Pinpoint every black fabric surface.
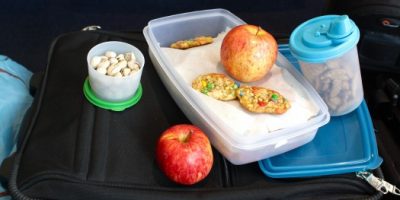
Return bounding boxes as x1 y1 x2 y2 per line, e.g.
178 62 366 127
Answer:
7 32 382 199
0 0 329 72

--

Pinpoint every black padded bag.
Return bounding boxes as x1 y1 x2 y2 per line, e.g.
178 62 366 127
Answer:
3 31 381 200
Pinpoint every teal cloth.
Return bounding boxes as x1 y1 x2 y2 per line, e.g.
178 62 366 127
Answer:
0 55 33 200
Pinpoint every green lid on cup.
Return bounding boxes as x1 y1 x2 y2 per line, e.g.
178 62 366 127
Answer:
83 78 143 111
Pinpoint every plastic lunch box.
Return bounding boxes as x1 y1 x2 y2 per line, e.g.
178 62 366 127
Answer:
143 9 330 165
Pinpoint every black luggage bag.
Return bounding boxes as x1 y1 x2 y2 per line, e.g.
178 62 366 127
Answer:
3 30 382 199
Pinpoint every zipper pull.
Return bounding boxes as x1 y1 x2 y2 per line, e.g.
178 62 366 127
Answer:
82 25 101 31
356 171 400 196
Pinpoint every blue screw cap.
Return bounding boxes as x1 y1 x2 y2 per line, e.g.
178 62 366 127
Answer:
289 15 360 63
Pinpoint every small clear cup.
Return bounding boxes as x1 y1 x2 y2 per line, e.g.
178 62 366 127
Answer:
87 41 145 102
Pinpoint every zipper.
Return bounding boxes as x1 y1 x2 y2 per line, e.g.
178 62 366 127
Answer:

---

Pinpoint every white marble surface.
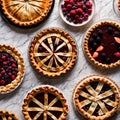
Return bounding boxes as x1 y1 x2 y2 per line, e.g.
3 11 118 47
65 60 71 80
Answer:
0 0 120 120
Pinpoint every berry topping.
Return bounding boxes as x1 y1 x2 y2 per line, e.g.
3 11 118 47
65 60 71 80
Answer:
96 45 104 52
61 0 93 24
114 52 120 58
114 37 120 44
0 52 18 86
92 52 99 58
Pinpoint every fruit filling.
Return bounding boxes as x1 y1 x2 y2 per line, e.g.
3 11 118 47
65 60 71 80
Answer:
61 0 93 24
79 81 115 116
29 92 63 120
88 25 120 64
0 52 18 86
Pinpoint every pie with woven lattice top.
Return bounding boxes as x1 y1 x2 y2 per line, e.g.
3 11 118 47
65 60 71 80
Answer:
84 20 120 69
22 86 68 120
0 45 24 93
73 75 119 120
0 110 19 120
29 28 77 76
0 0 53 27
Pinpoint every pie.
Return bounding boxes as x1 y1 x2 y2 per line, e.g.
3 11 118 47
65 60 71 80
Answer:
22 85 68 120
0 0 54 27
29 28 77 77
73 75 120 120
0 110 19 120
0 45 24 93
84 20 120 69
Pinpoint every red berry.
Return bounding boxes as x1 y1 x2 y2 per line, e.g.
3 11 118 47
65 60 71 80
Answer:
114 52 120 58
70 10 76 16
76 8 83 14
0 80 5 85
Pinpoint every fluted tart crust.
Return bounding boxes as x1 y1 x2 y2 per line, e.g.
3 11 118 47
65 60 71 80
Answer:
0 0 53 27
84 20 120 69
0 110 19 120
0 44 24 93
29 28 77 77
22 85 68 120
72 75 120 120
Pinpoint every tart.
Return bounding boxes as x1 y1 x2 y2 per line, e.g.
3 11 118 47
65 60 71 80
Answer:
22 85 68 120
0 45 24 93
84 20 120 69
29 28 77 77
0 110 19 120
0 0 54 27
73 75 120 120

Written task:
Copy the lines above starting with the line containing "Pinpoint every black luggage bag." and continuing through the line containing "356 171 400 196", keeping every line. Shift each bounding box coordinate in the answers by adding 120, and leave the sample numbers after "e.g." unchanged.

Result of this task:
Pinpoint every black luggage bag.
Return bounding boxes as x1 y1 x2 y2 per line, e.g.
178 62 366 127
Answer:
123 150 502 319
Pinpoint every zipper pull.
Return bounding boxes as x1 y1 x2 y2 per line, e.g.
178 62 366 127
Answer:
202 145 221 151
476 291 520 316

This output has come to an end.